### WHAT IS NEEDED
Copy out the rows below word for word, starting at the line containing "For each instance of the concrete" and ending with the last row.

#### MATERIAL TO PROCESS

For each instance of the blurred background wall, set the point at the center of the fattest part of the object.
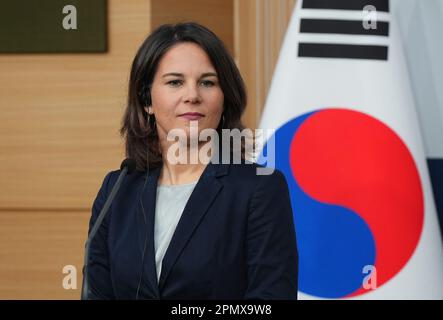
(59, 121)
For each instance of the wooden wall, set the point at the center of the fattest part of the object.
(59, 121)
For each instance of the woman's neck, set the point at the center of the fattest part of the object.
(173, 173)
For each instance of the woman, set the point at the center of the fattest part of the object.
(190, 230)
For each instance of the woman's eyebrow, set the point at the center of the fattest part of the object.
(177, 74)
(208, 74)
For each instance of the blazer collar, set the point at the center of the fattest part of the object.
(205, 191)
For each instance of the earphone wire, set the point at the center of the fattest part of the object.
(144, 219)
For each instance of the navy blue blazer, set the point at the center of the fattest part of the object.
(235, 239)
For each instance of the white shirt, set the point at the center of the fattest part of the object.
(171, 201)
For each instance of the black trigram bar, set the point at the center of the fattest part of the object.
(380, 5)
(347, 51)
(342, 27)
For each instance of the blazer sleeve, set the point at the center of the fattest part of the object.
(272, 257)
(100, 286)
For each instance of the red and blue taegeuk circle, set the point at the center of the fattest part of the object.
(356, 197)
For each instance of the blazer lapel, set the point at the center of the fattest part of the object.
(145, 222)
(199, 202)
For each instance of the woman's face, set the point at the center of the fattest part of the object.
(185, 82)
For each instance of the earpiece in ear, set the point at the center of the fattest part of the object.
(146, 95)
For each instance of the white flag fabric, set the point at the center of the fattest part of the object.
(348, 141)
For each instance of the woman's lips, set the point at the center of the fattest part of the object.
(192, 115)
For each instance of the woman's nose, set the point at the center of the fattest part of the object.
(192, 94)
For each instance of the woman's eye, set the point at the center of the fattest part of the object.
(207, 83)
(174, 83)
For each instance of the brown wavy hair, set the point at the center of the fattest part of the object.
(138, 130)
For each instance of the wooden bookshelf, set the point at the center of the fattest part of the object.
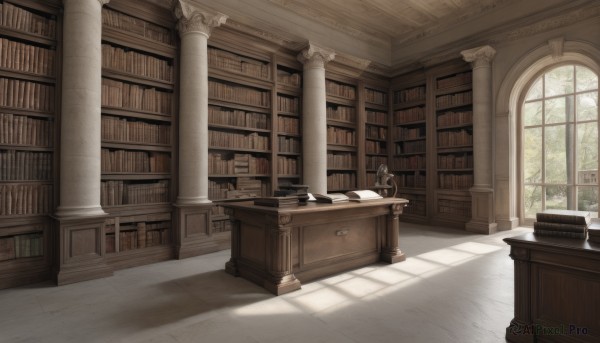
(139, 75)
(29, 65)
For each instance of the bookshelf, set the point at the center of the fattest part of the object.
(342, 125)
(454, 145)
(139, 54)
(29, 45)
(410, 144)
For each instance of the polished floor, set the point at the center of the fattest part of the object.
(453, 287)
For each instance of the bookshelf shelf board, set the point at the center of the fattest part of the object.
(136, 146)
(237, 106)
(131, 112)
(31, 37)
(457, 126)
(236, 128)
(135, 176)
(137, 42)
(239, 149)
(133, 78)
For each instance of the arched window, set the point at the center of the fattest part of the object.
(559, 142)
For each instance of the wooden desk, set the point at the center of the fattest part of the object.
(557, 290)
(278, 248)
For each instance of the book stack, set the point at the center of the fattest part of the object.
(562, 223)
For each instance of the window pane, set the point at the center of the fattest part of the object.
(536, 90)
(556, 197)
(559, 81)
(532, 113)
(559, 110)
(532, 155)
(587, 106)
(587, 149)
(556, 154)
(532, 200)
(586, 79)
(587, 200)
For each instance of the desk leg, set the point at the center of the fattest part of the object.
(391, 252)
(280, 278)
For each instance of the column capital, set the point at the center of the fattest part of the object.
(192, 18)
(314, 56)
(479, 56)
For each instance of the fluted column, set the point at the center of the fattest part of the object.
(482, 192)
(314, 118)
(194, 26)
(80, 116)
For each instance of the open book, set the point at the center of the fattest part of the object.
(363, 195)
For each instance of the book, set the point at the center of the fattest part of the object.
(331, 198)
(564, 216)
(363, 195)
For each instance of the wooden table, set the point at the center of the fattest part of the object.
(278, 248)
(557, 289)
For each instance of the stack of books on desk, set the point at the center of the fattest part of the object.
(562, 223)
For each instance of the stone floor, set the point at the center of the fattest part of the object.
(453, 287)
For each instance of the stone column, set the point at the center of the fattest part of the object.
(193, 234)
(314, 118)
(482, 192)
(80, 117)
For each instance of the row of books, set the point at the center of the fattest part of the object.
(229, 61)
(127, 161)
(20, 246)
(341, 181)
(409, 115)
(22, 130)
(126, 130)
(136, 26)
(287, 165)
(402, 133)
(238, 94)
(454, 138)
(451, 161)
(411, 147)
(375, 132)
(21, 19)
(290, 79)
(337, 135)
(25, 199)
(339, 89)
(135, 97)
(376, 117)
(455, 207)
(410, 162)
(224, 116)
(26, 95)
(415, 180)
(289, 125)
(133, 62)
(116, 192)
(342, 113)
(289, 144)
(230, 164)
(341, 161)
(409, 95)
(455, 181)
(375, 97)
(288, 104)
(375, 147)
(219, 139)
(455, 80)
(456, 99)
(25, 165)
(26, 58)
(455, 118)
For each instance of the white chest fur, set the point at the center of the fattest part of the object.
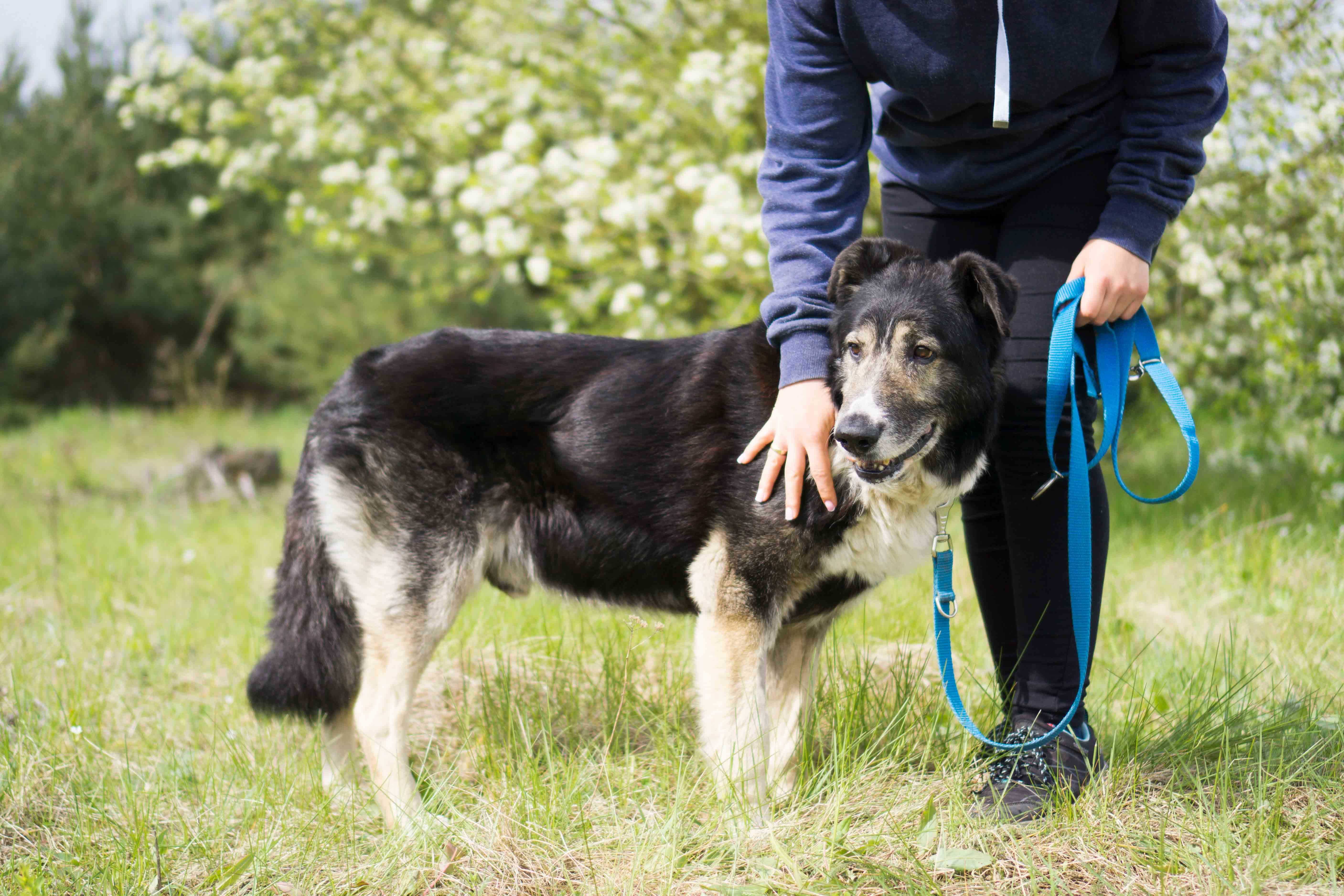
(894, 535)
(892, 538)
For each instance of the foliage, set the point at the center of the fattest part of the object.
(105, 280)
(600, 161)
(1250, 285)
(557, 739)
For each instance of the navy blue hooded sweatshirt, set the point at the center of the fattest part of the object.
(969, 107)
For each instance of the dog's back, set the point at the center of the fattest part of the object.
(608, 469)
(591, 465)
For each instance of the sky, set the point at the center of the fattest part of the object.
(36, 27)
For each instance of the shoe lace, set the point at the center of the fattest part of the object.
(1022, 766)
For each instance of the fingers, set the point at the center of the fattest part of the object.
(1095, 304)
(759, 443)
(793, 469)
(1134, 307)
(1077, 271)
(819, 457)
(769, 473)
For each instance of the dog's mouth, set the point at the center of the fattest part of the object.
(881, 471)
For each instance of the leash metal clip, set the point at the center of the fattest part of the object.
(1138, 371)
(1054, 478)
(941, 537)
(944, 604)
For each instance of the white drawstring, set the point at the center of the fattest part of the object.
(1002, 73)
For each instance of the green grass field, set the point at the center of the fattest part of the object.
(558, 739)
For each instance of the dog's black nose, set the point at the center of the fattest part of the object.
(858, 433)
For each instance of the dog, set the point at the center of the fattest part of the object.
(607, 469)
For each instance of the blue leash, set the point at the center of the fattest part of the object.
(1115, 344)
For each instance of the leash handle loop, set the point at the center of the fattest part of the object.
(1107, 379)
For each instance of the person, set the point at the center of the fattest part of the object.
(1054, 138)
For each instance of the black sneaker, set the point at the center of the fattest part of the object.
(1022, 785)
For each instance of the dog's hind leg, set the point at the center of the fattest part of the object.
(407, 594)
(789, 682)
(397, 648)
(732, 640)
(339, 743)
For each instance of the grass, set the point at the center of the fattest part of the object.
(560, 739)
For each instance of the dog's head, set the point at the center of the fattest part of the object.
(916, 359)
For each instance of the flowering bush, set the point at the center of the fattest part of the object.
(603, 158)
(1249, 287)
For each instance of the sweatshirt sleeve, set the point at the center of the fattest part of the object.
(814, 178)
(1171, 57)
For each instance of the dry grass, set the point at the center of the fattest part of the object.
(558, 741)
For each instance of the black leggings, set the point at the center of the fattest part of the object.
(1018, 547)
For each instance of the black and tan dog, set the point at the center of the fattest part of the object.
(605, 468)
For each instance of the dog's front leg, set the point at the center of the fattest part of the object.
(789, 682)
(730, 649)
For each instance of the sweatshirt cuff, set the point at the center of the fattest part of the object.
(804, 355)
(1132, 225)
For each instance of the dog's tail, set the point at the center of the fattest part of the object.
(312, 667)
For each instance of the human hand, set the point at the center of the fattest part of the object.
(799, 433)
(1117, 283)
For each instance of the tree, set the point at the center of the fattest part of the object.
(599, 159)
(103, 272)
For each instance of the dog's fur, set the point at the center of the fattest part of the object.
(607, 468)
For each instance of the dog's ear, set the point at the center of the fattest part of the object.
(861, 261)
(990, 293)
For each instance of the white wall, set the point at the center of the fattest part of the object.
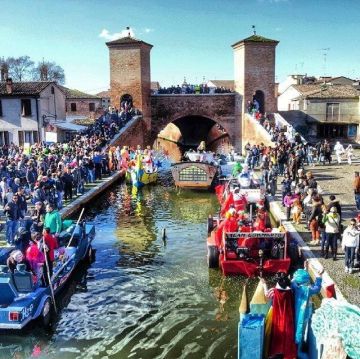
(286, 98)
(13, 121)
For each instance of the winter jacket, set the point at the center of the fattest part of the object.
(350, 237)
(13, 212)
(53, 221)
(332, 223)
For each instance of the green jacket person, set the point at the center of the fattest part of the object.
(52, 219)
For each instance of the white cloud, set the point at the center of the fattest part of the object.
(105, 34)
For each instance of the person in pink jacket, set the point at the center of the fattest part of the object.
(288, 201)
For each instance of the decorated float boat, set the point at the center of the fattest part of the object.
(140, 174)
(241, 239)
(199, 172)
(24, 298)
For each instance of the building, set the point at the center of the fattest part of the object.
(322, 110)
(130, 75)
(218, 84)
(26, 108)
(254, 71)
(105, 99)
(82, 105)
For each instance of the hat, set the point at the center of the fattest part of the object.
(301, 276)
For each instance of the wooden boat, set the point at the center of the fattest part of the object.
(194, 175)
(21, 300)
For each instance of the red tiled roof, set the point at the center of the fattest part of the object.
(327, 91)
(28, 88)
(227, 84)
(76, 94)
(104, 94)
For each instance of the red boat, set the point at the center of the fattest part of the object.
(241, 241)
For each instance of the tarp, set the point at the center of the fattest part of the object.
(251, 336)
(338, 319)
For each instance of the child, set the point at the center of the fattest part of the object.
(296, 210)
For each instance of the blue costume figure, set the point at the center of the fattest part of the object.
(303, 290)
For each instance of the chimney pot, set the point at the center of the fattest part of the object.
(9, 86)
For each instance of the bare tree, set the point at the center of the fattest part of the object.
(49, 71)
(20, 68)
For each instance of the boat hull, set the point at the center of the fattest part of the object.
(29, 305)
(251, 269)
(194, 175)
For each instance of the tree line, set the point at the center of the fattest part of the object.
(24, 69)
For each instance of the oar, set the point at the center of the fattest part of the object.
(48, 274)
(77, 223)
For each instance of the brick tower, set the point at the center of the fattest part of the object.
(130, 74)
(254, 71)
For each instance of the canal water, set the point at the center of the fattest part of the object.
(143, 297)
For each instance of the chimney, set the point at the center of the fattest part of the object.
(43, 72)
(4, 71)
(9, 86)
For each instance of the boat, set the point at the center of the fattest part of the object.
(194, 175)
(198, 171)
(141, 175)
(22, 301)
(244, 242)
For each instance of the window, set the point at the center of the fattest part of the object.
(28, 136)
(21, 138)
(26, 107)
(332, 111)
(4, 138)
(35, 136)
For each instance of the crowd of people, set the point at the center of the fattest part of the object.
(47, 174)
(302, 198)
(191, 89)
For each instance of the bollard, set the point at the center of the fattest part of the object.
(163, 235)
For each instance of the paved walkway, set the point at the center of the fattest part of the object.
(336, 179)
(67, 208)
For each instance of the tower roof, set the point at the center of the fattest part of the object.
(128, 40)
(256, 39)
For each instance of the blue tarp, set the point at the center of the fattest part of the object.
(251, 336)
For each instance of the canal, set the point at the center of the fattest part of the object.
(143, 297)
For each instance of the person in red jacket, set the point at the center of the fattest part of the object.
(50, 244)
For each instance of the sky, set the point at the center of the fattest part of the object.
(191, 38)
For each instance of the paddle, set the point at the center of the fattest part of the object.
(48, 275)
(77, 223)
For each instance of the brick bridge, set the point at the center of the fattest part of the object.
(189, 119)
(195, 117)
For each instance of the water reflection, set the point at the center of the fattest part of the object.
(141, 298)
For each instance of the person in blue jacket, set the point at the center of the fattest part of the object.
(303, 290)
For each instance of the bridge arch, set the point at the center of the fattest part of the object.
(197, 115)
(126, 98)
(189, 131)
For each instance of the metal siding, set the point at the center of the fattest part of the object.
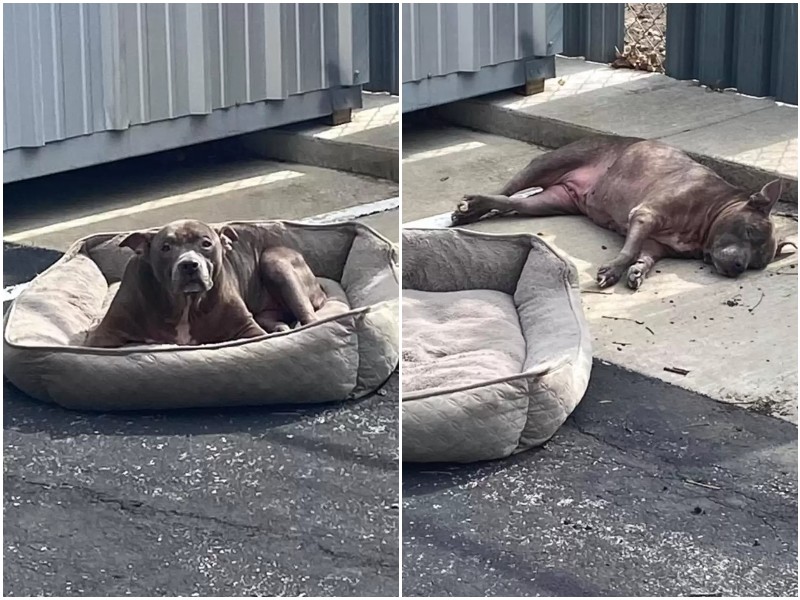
(441, 39)
(750, 47)
(594, 31)
(783, 72)
(455, 51)
(384, 48)
(77, 69)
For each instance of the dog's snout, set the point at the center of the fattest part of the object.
(189, 266)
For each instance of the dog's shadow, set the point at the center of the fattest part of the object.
(24, 414)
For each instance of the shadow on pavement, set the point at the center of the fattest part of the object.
(647, 489)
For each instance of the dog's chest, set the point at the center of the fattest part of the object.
(183, 334)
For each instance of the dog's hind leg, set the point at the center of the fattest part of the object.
(640, 226)
(531, 202)
(280, 266)
(272, 321)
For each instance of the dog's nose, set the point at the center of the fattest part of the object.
(190, 266)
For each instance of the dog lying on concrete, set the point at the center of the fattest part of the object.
(665, 203)
(192, 284)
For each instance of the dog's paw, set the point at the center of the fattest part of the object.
(608, 276)
(636, 276)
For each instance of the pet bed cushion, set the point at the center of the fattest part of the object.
(496, 351)
(349, 352)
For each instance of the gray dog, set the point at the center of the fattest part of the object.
(192, 284)
(665, 203)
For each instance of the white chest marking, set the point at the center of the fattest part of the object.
(183, 334)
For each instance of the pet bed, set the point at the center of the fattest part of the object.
(496, 350)
(349, 352)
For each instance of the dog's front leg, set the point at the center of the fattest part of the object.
(640, 225)
(651, 253)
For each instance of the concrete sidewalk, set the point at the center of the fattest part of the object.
(746, 140)
(737, 338)
(369, 144)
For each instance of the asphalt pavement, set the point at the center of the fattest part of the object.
(255, 501)
(647, 490)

########

### ANSWER BELOW
For each instance of the concrete sidewalk, set the point at the center of the fattest part of the object.
(746, 140)
(737, 338)
(369, 144)
For each instance of the asphalt pavement, set the point at the center of the fattest part of the object.
(255, 501)
(647, 490)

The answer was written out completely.